[Data excerpts]
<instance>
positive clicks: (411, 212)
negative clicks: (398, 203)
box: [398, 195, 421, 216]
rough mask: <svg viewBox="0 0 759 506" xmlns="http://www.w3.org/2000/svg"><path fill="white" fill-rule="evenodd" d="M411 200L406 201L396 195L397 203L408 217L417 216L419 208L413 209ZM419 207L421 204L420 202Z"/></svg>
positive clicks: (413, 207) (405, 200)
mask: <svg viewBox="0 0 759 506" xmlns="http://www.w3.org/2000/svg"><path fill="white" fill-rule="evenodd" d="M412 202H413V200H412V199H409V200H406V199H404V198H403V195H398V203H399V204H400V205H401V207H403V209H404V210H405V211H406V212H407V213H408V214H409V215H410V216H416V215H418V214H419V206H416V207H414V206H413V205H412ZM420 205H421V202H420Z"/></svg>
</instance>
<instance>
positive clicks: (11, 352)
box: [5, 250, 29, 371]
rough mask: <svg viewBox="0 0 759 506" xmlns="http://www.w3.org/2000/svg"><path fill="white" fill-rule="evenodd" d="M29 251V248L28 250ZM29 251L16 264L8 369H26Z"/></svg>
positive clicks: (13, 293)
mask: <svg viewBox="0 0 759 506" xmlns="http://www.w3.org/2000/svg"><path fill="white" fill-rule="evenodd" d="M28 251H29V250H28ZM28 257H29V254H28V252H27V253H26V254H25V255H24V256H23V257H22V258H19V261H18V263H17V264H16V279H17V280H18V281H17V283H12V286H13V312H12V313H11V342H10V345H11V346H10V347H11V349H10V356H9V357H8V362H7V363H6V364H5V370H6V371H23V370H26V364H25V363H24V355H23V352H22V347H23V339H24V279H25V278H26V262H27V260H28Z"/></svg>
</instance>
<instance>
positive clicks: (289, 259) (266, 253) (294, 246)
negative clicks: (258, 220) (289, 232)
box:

What this task involves: Reproduce the lines above, beginning at the line with "box: [5, 250, 29, 371]" and stopping after the line with "251V248L28 250ZM29 251L16", exactly as they are.

Output:
box: [5, 250, 29, 371]
rough mask: <svg viewBox="0 0 759 506" xmlns="http://www.w3.org/2000/svg"><path fill="white" fill-rule="evenodd" d="M29 251V248L28 250ZM29 251L16 264L8 369H26Z"/></svg>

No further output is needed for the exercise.